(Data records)
※

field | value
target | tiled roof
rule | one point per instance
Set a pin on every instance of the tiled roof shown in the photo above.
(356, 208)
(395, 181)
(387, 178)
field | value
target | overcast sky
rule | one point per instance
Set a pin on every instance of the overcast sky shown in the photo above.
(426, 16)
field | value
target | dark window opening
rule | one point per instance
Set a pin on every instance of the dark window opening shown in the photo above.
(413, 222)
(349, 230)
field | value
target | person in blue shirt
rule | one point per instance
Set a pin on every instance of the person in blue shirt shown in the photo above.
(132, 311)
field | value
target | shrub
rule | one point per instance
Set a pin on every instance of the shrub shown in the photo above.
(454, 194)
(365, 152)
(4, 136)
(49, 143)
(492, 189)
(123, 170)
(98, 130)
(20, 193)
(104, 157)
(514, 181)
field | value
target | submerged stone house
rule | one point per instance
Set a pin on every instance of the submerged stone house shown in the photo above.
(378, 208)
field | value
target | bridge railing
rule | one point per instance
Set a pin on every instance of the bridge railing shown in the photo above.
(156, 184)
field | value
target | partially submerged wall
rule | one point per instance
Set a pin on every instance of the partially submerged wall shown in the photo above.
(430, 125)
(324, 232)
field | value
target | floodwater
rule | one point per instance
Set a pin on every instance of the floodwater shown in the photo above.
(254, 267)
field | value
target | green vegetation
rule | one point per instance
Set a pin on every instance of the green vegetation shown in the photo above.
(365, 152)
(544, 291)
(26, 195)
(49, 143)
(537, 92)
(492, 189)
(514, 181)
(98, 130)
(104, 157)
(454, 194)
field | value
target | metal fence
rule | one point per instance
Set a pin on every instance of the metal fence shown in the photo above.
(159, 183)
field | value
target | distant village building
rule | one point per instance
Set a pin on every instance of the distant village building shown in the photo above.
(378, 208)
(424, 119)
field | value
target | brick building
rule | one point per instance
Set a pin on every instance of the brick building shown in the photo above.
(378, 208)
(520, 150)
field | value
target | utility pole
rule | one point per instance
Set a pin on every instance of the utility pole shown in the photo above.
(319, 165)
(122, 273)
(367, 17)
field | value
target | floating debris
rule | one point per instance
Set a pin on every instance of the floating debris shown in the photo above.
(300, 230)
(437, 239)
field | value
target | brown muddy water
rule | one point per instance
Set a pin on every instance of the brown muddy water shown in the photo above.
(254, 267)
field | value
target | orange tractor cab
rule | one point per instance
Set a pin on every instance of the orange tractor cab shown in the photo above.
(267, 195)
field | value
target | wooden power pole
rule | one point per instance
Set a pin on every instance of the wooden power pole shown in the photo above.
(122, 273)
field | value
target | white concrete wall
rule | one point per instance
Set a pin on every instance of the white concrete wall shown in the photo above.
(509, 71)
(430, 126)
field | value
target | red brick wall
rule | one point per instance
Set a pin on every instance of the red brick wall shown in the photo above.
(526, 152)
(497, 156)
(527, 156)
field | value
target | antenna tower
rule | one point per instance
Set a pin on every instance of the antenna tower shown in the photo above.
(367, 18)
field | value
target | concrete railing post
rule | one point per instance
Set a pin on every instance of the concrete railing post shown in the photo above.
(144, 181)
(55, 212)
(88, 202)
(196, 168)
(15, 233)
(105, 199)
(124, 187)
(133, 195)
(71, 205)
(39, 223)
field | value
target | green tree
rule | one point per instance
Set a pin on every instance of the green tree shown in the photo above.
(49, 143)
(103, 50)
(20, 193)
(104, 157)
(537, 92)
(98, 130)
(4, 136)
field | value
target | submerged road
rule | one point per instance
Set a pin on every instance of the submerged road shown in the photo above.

※

STATED EXERCISE:
Count the lines in the data records above that contain the string "overcast", treating uppercase and lowercase as different, and reply with the number alone.

REPLY TO THE EXERCISE:
2